EXERCISE: Print every one of the records verbatim, omitting nothing.

MATERIAL TO PROCESS:
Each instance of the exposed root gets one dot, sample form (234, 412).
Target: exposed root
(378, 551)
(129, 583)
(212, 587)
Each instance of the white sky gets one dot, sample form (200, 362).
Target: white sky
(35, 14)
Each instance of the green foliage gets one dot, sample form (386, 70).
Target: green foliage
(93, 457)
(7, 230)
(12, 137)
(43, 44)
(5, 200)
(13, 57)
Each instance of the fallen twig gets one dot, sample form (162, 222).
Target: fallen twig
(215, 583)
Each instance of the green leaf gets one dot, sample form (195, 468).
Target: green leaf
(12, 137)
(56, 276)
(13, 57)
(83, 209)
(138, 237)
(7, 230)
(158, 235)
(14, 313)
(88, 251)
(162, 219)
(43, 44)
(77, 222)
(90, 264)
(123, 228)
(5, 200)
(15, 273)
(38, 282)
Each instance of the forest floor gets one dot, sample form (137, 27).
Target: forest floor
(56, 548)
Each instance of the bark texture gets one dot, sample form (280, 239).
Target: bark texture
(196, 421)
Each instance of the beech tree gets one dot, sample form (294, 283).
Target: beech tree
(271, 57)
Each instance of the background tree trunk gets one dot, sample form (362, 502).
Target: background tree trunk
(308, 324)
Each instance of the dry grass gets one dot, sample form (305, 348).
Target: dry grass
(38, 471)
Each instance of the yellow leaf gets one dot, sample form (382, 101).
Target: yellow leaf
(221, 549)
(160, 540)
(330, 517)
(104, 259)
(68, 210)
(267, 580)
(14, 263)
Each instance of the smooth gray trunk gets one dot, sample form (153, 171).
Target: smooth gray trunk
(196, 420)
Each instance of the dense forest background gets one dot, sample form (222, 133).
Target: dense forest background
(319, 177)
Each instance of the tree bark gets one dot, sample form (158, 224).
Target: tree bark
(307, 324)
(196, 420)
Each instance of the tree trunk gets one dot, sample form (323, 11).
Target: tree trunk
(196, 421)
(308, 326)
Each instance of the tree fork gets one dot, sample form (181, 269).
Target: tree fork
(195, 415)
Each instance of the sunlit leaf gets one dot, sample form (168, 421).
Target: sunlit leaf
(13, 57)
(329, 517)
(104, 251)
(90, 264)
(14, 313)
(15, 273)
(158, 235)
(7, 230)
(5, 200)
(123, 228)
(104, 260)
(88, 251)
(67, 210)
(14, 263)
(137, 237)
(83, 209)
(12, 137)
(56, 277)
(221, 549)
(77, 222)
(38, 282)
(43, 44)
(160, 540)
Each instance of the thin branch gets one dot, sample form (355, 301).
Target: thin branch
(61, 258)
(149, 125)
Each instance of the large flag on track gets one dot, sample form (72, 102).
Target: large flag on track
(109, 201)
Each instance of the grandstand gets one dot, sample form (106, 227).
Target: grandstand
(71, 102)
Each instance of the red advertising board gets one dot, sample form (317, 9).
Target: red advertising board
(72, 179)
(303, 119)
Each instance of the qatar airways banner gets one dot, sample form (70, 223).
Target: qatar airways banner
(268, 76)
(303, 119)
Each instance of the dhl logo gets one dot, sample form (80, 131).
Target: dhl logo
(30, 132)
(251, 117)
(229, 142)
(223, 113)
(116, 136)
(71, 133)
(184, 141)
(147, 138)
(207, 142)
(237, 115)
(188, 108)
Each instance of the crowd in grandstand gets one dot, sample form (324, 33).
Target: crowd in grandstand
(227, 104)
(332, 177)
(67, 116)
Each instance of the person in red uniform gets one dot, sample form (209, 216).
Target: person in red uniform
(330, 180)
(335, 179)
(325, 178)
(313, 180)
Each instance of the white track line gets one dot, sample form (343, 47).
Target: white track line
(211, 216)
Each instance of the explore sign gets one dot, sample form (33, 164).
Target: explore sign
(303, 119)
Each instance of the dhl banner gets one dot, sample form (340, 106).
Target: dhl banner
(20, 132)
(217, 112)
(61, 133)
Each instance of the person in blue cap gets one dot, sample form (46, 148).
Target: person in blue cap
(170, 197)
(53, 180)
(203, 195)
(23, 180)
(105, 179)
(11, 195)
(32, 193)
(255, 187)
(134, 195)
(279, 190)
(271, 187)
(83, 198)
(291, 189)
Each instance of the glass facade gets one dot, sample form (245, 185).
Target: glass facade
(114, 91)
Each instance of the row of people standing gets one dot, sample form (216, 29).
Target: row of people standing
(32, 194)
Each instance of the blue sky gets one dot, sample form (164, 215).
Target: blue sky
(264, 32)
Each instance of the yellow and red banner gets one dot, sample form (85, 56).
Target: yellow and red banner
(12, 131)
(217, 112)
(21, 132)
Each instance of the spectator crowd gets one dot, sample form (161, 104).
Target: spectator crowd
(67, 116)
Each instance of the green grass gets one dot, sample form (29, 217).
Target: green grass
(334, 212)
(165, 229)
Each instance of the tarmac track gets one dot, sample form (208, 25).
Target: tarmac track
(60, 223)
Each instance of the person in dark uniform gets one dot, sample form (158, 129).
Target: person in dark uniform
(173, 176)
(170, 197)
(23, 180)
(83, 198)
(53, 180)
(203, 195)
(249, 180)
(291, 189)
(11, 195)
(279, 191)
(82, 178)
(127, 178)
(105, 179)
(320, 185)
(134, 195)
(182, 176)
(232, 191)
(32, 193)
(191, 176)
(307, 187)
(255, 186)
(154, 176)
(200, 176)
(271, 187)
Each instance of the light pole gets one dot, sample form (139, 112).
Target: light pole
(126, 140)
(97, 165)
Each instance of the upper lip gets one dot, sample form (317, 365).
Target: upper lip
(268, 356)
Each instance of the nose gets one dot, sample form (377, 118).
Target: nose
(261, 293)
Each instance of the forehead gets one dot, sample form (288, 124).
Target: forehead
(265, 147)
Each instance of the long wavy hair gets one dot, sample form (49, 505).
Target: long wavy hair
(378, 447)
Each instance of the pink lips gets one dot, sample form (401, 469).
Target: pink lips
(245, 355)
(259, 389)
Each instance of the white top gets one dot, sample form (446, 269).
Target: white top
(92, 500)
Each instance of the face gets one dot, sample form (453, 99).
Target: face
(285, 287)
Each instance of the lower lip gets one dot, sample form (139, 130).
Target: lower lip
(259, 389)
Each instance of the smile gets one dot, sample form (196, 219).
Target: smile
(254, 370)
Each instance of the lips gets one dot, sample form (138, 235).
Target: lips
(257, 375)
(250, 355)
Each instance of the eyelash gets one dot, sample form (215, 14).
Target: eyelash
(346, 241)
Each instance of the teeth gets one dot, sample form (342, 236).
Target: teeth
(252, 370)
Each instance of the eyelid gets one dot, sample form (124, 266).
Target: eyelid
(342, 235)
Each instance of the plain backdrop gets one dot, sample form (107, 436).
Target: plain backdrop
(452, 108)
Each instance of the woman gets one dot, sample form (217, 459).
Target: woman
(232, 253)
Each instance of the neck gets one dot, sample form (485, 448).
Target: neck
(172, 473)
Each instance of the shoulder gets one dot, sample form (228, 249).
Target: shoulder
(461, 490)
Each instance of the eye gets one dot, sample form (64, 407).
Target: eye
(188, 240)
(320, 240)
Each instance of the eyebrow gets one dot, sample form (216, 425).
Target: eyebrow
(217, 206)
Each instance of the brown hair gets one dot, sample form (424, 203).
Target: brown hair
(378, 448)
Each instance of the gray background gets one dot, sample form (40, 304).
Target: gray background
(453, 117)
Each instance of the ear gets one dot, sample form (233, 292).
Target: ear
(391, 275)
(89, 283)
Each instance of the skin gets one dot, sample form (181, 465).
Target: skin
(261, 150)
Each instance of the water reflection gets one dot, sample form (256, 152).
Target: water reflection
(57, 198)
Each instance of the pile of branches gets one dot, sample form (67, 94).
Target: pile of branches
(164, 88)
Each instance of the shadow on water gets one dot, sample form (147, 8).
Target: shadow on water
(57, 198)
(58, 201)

RESPONSE:
Each instance of the exposed root gets one dot, sample form (234, 412).
Target: exposed root
(378, 551)
(129, 583)
(212, 587)
Each instance of the white sky gets one dot, sample form (200, 362).
Target: white sky
(35, 14)
Each instance of the green foliage gets one dot, sample form (386, 70).
Target: green foliage
(93, 457)
(7, 230)
(12, 137)
(43, 44)
(5, 200)
(13, 57)
Each instance of the fallen twig gets one dot, sample form (162, 222).
Target: fallen twig
(215, 583)
Each instance of the green leaf gets one dot, sample form (195, 468).
Target: green leaf
(12, 137)
(56, 276)
(13, 57)
(83, 209)
(138, 237)
(7, 230)
(158, 235)
(14, 313)
(88, 251)
(162, 219)
(43, 44)
(77, 222)
(90, 264)
(123, 228)
(5, 200)
(15, 273)
(38, 282)
Each instance of the forest floor gets one dot, sample form (137, 27).
Target: forest floor
(56, 548)
Each instance of the bark texture gets one dot, sample form (280, 239).
Target: bark texture
(196, 421)
Each instance of the beech tree gets one dot, sample form (294, 283).
Target: beech tree
(271, 57)
Each instance of the background tree trunk gets one dot, sample form (362, 502).
Target: background tree trunk
(308, 324)
Each instance of the dry grass gets one dot, sample form (305, 348).
Target: dry grass
(38, 471)
Each instance of the yellow leaf gets one dot, sample form (382, 101).
Target: yellow leaf
(221, 549)
(160, 540)
(330, 517)
(104, 259)
(68, 210)
(267, 580)
(14, 263)
Each instance of the smooth gray trunk gets one dot, sample form (153, 171).
Target: smooth gray trunk
(196, 420)
Each instance of the dense forest background gets one dot, sample form (222, 133).
Target: dense forest background
(319, 177)
Each instance of the tree bark gets one dot, sample form (158, 224).
Target: tree bark
(307, 324)
(196, 420)
Each instance of the tree trunk gets one dot, sample form (323, 11).
Target: tree trunk
(196, 421)
(308, 326)
Each instance of the tree fork gets one dot, sample form (181, 269).
Target: tree fork
(195, 415)
Each instance of the sunlit leaf gets one dot, sample form (168, 421).
Target: sunlit leaf
(13, 57)
(329, 517)
(104, 251)
(90, 264)
(14, 313)
(15, 273)
(158, 235)
(7, 230)
(5, 200)
(123, 228)
(104, 260)
(88, 251)
(67, 210)
(14, 263)
(137, 237)
(83, 209)
(12, 137)
(56, 277)
(221, 549)
(77, 222)
(38, 282)
(43, 44)
(160, 540)
Each instance of the thin branch gets one dot, sample form (355, 301).
Target: thin branch
(61, 258)
(149, 125)
Each instance of the large flag on track gets one dot, sample form (72, 102).
Target: large flag on track
(109, 201)
Each instance of the grandstand gets one dot, sample form (106, 227).
Target: grandstand
(71, 102)
Each instance of the red advertising board gets one dot, sample form (317, 9).
Target: red advertising board
(72, 179)
(303, 119)
Each instance of the qatar airways banner gets one dot, sample form (70, 223).
Target: qatar airways banner
(268, 76)
(303, 119)
Each instance of the dhl logo gets one dot, sample form (80, 131).
Target: dhl logo
(30, 132)
(251, 117)
(229, 142)
(223, 113)
(116, 136)
(71, 133)
(184, 141)
(147, 138)
(207, 142)
(237, 115)
(188, 108)
Each instance of the crowd in grandstand gets one dot, sample form (324, 33).
Target: crowd in grandstand
(227, 104)
(332, 177)
(67, 116)
Each instance of the person in red uniform gets one dot, sample form (209, 216).
Target: person in red uniform
(330, 180)
(335, 179)
(325, 178)
(313, 180)
Each instance of the white track line gets one dot, sample form (343, 47).
Target: white track line
(211, 216)
Each instance of the explore sign gets one dot, sample form (33, 164).
Target: explore sign
(303, 119)
Each instance of the dhl banner gets one dot, sample form (340, 106).
Target: dhl banner
(20, 132)
(217, 112)
(61, 133)
Each instance of the person in blue cap gets one dot, sample form (46, 148).
Target: person in blue cap
(170, 197)
(53, 180)
(203, 195)
(23, 180)
(105, 179)
(11, 195)
(32, 193)
(255, 187)
(134, 195)
(279, 190)
(271, 187)
(83, 198)
(291, 189)
Each instance of the glass facade gets one dot, sample form (245, 185).
Target: glass facade
(114, 91)
Each instance of the row of people standing gets one dot, sample form (216, 29).
Target: row of people standing
(32, 194)
Each instance of the blue sky gets one dot, sample form (164, 215).
Target: blue sky
(264, 32)
Each instance of the yellow and red banner gets one dot, sample form (85, 56).
Target: yellow and red banner
(12, 131)
(217, 112)
(21, 132)
Each instance of the spectator crowd gets one dot, sample form (161, 104).
Target: spectator crowd
(67, 116)
Each instance of the green grass gets one dot, sample form (29, 217).
Target: green grass
(334, 212)
(165, 229)
Each instance of the tarmac track gets one dot, sample form (208, 25).
Target: tarmac track
(60, 223)
Each instance of the person in dark uniform gets one dot, sample form (158, 129).
Target: person in dark uniform
(173, 176)
(170, 197)
(23, 180)
(83, 198)
(53, 180)
(203, 195)
(249, 180)
(291, 189)
(11, 195)
(279, 191)
(82, 178)
(127, 178)
(105, 179)
(320, 185)
(134, 195)
(182, 176)
(232, 191)
(32, 193)
(191, 176)
(307, 187)
(255, 186)
(154, 176)
(200, 176)
(271, 187)
Each instance of the light pole gets one dot, sample form (139, 112).
Target: light pole
(126, 140)
(97, 165)
Each instance of the upper lip gets one dot, sample form (317, 365).
Target: upper lip
(268, 356)
Each instance of the nose gets one dot, sample form (377, 118).
Target: nose
(261, 293)
Each instance of the forehead gets one dot, sample form (288, 124).
Target: forehead
(265, 147)
Each instance of the long wavy hair gets one dot, sample form (49, 505).
Target: long wavy hair
(378, 447)
Each instance of the pink lips gets one dot, sample form (401, 469).
Target: pink lips
(245, 355)
(259, 389)
Each instance of the white top gets one dot, sample form (446, 269).
Target: white top
(92, 500)
Each instance of the face gets one dot, sample form (453, 99).
Target: face
(285, 287)
Each instance of the lower lip gets one dot, sample form (139, 130).
Target: lower lip
(259, 389)
Each instance of the smile gets one dot, sample form (196, 219).
Target: smile
(254, 370)
Each instance of the lips gets one dot, sample form (138, 235).
Target: lips
(257, 375)
(250, 355)
Each instance of the eyelash gets one dot, sample form (215, 14).
Target: eyelash
(346, 241)
Each instance of the teeth gets one dot, sample form (342, 236).
Target: teeth
(252, 370)
Each instance of the eyelid gets one dot, sample form (124, 266).
Target: eyelid
(342, 235)
Each instance of the plain backdrop gets one dot, sample form (107, 436).
Target: plain backdrop
(452, 108)
Each instance of the woman gets one dot, sample form (217, 459).
Target: woman
(232, 253)
Each instance of the neck gets one dot, sample form (485, 448).
Target: neck
(172, 473)
Each instance of the shoulder gets one dot, sample form (228, 249).
Target: shoulder
(461, 490)
Each instance of the eye gets one dot, sample form (64, 407).
Target: eye
(188, 240)
(320, 240)
Each instance of the eyebrow gets one dot, sample form (216, 425).
Target: eyebrow
(217, 206)
Each instance of the brown hair gets one dot, sample form (424, 203).
Target: brown hair
(378, 448)
Each instance of the gray background gets one dot, sample form (40, 304).
Target: gray background
(453, 117)
Each instance of the ear gets one dot, sample form (233, 292).
Target: ear
(391, 275)
(89, 283)
Each instance of the skin gets one dot, sample form (181, 465).
Target: skin
(261, 150)
Each instance of the water reflection gets one dot, sample form (256, 152).
Target: water reflection
(57, 198)
Each instance of the pile of branches gets one dot, sample form (67, 94).
Target: pile of branches
(164, 88)
Each instance of the shadow on water gets one dot, sample form (147, 8).
Target: shadow on water
(57, 198)
(58, 201)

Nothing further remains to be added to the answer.